Put each line of the entries below into a JSON list of strings, one string per line, leaving out any blank lines.
== ROWS ==
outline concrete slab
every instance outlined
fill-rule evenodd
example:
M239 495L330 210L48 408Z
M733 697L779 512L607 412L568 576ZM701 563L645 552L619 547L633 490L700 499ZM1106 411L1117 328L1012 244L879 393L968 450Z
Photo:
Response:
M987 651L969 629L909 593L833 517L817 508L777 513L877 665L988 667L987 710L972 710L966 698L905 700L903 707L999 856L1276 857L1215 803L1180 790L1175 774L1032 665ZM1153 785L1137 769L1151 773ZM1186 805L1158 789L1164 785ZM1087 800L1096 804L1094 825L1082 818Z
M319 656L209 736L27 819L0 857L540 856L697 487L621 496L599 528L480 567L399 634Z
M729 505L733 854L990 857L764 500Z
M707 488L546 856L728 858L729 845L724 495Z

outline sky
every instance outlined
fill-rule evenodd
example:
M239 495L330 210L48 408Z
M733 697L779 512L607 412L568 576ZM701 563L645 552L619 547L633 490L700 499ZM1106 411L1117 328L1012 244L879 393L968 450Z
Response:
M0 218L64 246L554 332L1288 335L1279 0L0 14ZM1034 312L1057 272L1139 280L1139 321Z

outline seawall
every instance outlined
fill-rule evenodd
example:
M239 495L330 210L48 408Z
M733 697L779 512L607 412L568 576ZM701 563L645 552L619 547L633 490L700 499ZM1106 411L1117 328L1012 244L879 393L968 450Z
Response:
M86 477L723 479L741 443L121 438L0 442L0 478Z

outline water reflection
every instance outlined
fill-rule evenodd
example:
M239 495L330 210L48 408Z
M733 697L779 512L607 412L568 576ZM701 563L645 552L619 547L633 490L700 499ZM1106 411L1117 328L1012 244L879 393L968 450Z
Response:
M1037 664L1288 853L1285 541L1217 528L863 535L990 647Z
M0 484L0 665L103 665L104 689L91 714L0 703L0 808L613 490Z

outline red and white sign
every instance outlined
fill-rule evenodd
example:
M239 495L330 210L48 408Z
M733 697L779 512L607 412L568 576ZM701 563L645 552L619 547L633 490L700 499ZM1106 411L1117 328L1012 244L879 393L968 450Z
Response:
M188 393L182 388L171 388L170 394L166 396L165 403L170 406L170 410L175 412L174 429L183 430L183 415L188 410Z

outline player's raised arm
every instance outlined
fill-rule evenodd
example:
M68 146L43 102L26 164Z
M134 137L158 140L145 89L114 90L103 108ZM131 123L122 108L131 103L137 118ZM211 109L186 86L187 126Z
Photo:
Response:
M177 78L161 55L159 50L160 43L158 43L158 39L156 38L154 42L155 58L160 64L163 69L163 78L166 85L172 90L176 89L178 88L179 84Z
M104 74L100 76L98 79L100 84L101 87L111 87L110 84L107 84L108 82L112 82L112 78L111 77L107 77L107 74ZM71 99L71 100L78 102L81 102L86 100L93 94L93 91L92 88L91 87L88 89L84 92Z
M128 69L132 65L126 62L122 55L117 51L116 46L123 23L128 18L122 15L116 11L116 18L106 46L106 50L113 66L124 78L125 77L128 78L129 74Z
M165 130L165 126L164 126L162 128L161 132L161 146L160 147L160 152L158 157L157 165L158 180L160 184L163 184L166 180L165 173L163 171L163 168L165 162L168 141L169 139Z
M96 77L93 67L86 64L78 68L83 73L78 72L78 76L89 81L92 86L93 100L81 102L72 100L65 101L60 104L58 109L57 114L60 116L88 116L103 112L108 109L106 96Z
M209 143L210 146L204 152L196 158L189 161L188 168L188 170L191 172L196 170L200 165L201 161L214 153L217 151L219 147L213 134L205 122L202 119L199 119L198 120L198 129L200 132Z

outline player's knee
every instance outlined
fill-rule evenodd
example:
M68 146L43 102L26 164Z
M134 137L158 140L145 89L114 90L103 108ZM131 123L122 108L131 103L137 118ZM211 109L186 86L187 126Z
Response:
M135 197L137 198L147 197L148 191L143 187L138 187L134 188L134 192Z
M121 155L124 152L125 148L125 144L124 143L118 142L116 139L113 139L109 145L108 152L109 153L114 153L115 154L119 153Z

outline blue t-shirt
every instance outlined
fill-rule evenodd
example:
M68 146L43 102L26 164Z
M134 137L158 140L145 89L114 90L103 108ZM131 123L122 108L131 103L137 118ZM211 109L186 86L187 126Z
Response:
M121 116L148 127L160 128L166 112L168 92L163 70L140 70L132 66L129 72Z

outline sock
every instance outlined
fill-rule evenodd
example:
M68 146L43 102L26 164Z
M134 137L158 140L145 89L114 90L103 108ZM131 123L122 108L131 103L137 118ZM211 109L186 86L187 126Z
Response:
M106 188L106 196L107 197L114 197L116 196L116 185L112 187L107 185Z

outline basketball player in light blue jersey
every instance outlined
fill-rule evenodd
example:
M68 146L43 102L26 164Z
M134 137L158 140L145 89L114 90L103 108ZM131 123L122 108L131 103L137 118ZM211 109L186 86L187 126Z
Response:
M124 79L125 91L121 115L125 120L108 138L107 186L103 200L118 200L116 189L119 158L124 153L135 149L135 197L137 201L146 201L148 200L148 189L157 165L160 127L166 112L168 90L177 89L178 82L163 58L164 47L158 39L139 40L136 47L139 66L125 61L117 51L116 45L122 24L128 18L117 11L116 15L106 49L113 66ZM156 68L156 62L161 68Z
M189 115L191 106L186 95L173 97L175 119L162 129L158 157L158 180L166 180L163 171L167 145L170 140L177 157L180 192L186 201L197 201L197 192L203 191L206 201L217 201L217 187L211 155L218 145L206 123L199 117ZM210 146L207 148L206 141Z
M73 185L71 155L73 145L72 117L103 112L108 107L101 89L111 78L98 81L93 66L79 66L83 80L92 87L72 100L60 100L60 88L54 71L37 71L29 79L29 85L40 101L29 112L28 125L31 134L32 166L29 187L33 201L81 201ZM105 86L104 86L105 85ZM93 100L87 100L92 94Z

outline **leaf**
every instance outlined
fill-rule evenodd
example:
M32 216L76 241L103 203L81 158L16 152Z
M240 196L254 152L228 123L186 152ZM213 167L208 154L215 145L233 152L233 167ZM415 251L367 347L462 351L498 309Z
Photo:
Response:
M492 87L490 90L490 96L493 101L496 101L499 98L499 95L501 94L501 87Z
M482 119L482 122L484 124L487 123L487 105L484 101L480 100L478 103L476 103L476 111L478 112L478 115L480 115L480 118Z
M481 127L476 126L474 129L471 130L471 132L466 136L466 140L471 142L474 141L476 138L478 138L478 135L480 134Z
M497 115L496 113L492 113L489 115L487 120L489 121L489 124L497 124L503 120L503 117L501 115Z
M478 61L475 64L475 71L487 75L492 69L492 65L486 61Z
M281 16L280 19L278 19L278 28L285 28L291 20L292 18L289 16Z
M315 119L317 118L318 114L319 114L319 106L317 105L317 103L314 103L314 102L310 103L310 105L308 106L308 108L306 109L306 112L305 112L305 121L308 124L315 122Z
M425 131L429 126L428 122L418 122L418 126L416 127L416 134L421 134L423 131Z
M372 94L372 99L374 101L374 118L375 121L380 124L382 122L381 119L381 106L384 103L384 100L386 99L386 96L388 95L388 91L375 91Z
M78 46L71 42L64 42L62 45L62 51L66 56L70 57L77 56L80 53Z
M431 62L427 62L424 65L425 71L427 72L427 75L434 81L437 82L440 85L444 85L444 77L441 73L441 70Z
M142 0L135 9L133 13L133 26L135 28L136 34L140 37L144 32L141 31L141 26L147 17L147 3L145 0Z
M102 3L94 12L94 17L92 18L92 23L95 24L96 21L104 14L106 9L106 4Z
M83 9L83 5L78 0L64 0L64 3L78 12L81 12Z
===
• _COMPLETE RESPONSE_
[
  "outline concrete slab",
  "every instance outlined",
  "fill-rule evenodd",
  "example:",
  "M239 495L330 210L48 408Z",
  "M733 697L779 512L607 412L568 576ZM701 563L645 552L619 547L633 490L700 499ZM1106 411L1117 328L1012 244L879 393L968 450Z",
  "Photo:",
  "Response:",
  "M987 651L969 629L909 593L833 517L817 508L777 513L877 665L988 667L987 710L972 710L966 698L905 700L903 707L999 856L1276 857L1215 803L1180 790L1175 774L1032 665ZM1153 785L1137 769L1151 773ZM1186 805L1158 789L1164 785ZM1087 800L1096 804L1094 825L1082 818Z",
  "M319 656L209 736L27 819L0 857L540 856L697 487L621 496L599 528L480 567L399 634Z",
  "M729 505L733 854L990 857L764 500Z",
  "M707 488L546 856L728 858L729 845L724 495Z",
  "outline sky",
  "every instance outlined",
  "fill-rule evenodd",
  "example:",
  "M239 495L330 210L48 408Z",
  "M733 697L779 512L607 412L568 576ZM701 563L645 552L619 547L633 490L700 499ZM1106 411L1117 328L1012 244L879 393L968 450Z",
  "Response:",
  "M0 218L64 246L554 332L1288 335L1279 0L0 14ZM1034 312L1057 272L1139 280L1139 321Z",
  "outline seawall",
  "every instance outlined",
  "fill-rule evenodd",
  "example:",
  "M239 495L330 210L48 408Z",
  "M733 697L779 512L607 412L568 576ZM701 563L645 552L619 547L633 490L700 499ZM1106 411L1117 328L1012 244L879 393L968 450Z",
  "Response:",
  "M86 477L723 479L741 443L121 438L0 442L0 478Z",
  "outline water reflection",
  "every instance outlined",
  "fill-rule evenodd",
  "example:",
  "M239 495L330 210L48 408Z",
  "M733 697L779 512L607 412L568 576ZM701 563L645 552L619 547L633 490L700 499ZM1106 411L1117 328L1012 244L879 393L968 450Z",
  "Response:",
  "M1037 664L1288 853L1285 541L1217 528L863 535L990 647Z",
  "M0 484L0 665L103 665L104 689L91 714L0 703L0 808L613 490Z",
  "outline red and white sign",
  "every instance outlined",
  "fill-rule evenodd",
  "example:",
  "M239 495L330 210L48 408Z",
  "M733 697L779 512L607 412L568 576ZM701 563L645 552L619 547L633 490L700 499ZM1106 411L1117 328L1012 244L879 393L968 450Z",
  "Response:",
  "M188 393L182 388L171 388L170 394L166 396L165 403L170 406L170 410L175 412L174 429L183 430L183 415L188 410Z",
  "outline player's raised arm",
  "every instance outlined",
  "fill-rule evenodd",
  "example:",
  "M68 146L43 102L26 164Z",
  "M134 137L158 140L145 89L114 90L103 108ZM131 123L122 108L131 103L137 118ZM211 109L186 86L187 126Z",
  "Photo:",
  "Response:",
  "M177 78L161 55L159 50L160 43L158 43L158 39L156 38L154 42L155 58L160 64L163 69L163 78L166 85L172 90L176 89L178 88L179 84Z",
  "M104 74L100 76L98 79L100 84L101 87L111 87L110 84L107 84L108 82L112 82L112 78L111 77L107 77L107 74ZM71 99L71 100L78 102L81 102L86 100L93 94L93 91L92 88L91 87L88 89L84 92Z",
  "M128 69L132 65L126 62L122 55L117 51L116 46L123 23L128 18L122 15L116 11L116 18L106 46L106 50L113 66L124 78L125 77L128 78L129 74Z",
  "M165 130L165 126L164 126L162 128L161 132L161 146L160 147L160 152L158 157L157 165L158 180L160 184L163 184L166 180L165 173L163 171L163 168L165 162L168 141L169 139Z",
  "M96 77L93 67L86 64L78 68L83 73L78 72L78 76L89 81L92 86L93 100L81 102L72 100L65 101L60 104L58 109L57 114L60 116L88 116L103 112L108 109L106 96Z",
  "M209 143L210 146L204 152L196 158L189 161L188 168L188 170L191 172L196 170L200 165L201 161L214 153L217 151L219 147L213 134L205 122L202 119L199 119L198 120L198 129L200 132Z",
  "outline player's knee",
  "every instance outlined",
  "fill-rule evenodd",
  "example:",
  "M68 146L43 102L26 164Z",
  "M134 137L158 140L145 89L114 90L103 108ZM131 123L122 108L131 103L137 118ZM211 109L186 86L187 126Z",
  "Response:",
  "M135 197L137 198L147 197L148 191L143 187L138 187L134 188L134 192Z",
  "M121 155L124 152L125 148L125 144L124 143L118 142L116 139L113 139L109 145L108 152L109 153L114 153L115 154L119 153Z",
  "outline blue t-shirt",
  "every instance outlined",
  "fill-rule evenodd",
  "example:",
  "M68 146L43 102L26 164Z",
  "M134 137L158 140L145 89L114 90L103 108ZM131 123L122 108L131 103L137 118ZM211 109L186 86L187 126Z",
  "Response:",
  "M121 116L148 127L160 128L166 112L168 92L163 70L140 70L132 66L129 72Z",
  "outline sock",
  "every instance outlined",
  "fill-rule evenodd",
  "example:",
  "M68 146L43 102L26 164Z",
  "M134 137L158 140L145 89L114 90L103 108ZM131 123L122 108L131 103L137 118ZM211 109L186 86L187 126Z",
  "Response:",
  "M106 188L106 196L107 197L114 197L116 196L116 185L112 187L107 185Z",
  "outline basketball player in light blue jersey",
  "every instance outlined",
  "fill-rule evenodd",
  "example:",
  "M68 146L43 102L26 164Z",
  "M134 137L158 140L145 89L114 90L103 108ZM131 123L122 108L131 103L137 118ZM211 109L186 86L187 126Z",
  "Response:",
  "M124 79L125 91L121 115L125 120L108 138L107 186L103 200L118 200L116 189L119 158L124 153L135 149L135 197L137 201L146 201L148 200L148 189L157 165L160 127L166 112L168 90L177 89L178 82L163 58L164 47L158 39L139 40L136 47L139 66L125 61L117 51L116 45L122 24L128 18L117 11L116 15L106 49L113 66ZM156 68L156 62L161 68Z",
  "M189 115L191 106L186 95L173 97L175 119L162 129L158 157L158 180L166 180L163 171L167 145L170 140L177 157L180 192L186 201L197 201L197 192L203 191L206 201L217 201L217 187L211 155L218 145L206 123L199 117ZM210 146L207 148L206 141Z",
  "M73 185L71 155L73 145L72 117L103 112L108 107L101 89L111 78L98 81L93 66L79 66L83 80L92 87L72 100L60 100L60 88L54 71L37 71L29 79L29 85L40 101L29 112L28 125L31 134L32 166L29 187L33 201L81 201ZM105 86L104 86L105 85ZM93 100L87 100L92 94Z",
  "outline **leaf**",
  "every instance outlined",
  "fill-rule evenodd",
  "example:",
  "M32 216L76 241L103 203L81 158L16 152Z",
  "M240 196L254 152L228 123L186 152ZM213 167L208 154L215 145L233 152L233 167ZM415 251L367 347L462 351L498 309Z",
  "Photo:",
  "Response:",
  "M492 87L490 90L490 96L493 101L496 101L499 98L499 95L501 94L501 87Z",
  "M482 119L482 122L484 124L487 123L487 105L484 101L480 100L478 103L476 103L476 111L478 112L478 115L480 115L480 118Z",
  "M481 127L476 126L474 129L471 130L471 132L466 136L466 140L471 142L474 141L476 138L478 138L478 135L480 134Z",
  "M497 115L496 113L492 113L489 115L487 120L489 121L489 124L497 124L503 120L503 117L501 115Z",
  "M478 61L475 64L475 71L487 75L492 69L492 65L486 61Z",
  "M281 16L280 19L278 19L278 28L285 28L291 20L292 18L289 16Z",
  "M315 119L317 118L318 114L319 114L319 106L317 105L317 103L314 103L314 102L310 103L310 105L308 106L308 108L306 109L306 112L305 112L305 121L308 124L315 122Z",
  "M425 131L429 126L428 122L418 122L418 126L416 127L416 134L421 134L423 131Z",
  "M372 94L372 99L374 101L374 118L375 121L380 124L382 122L381 119L381 106L384 103L384 100L386 99L386 96L388 95L388 91L375 91Z",
  "M78 46L71 42L64 42L62 45L62 51L66 56L70 57L77 56L80 53Z",
  "M431 62L427 62L424 65L425 71L427 72L427 75L434 81L437 82L440 85L444 85L444 77L441 73L441 70Z",
  "M142 0L135 9L133 13L133 26L135 28L136 34L140 37L144 32L141 31L141 26L147 17L147 3L145 0Z",
  "M102 3L94 12L94 17L92 18L92 23L95 24L96 21L104 14L106 9L106 4Z",
  "M83 9L83 5L78 0L64 0L64 3L78 12L81 12Z"
]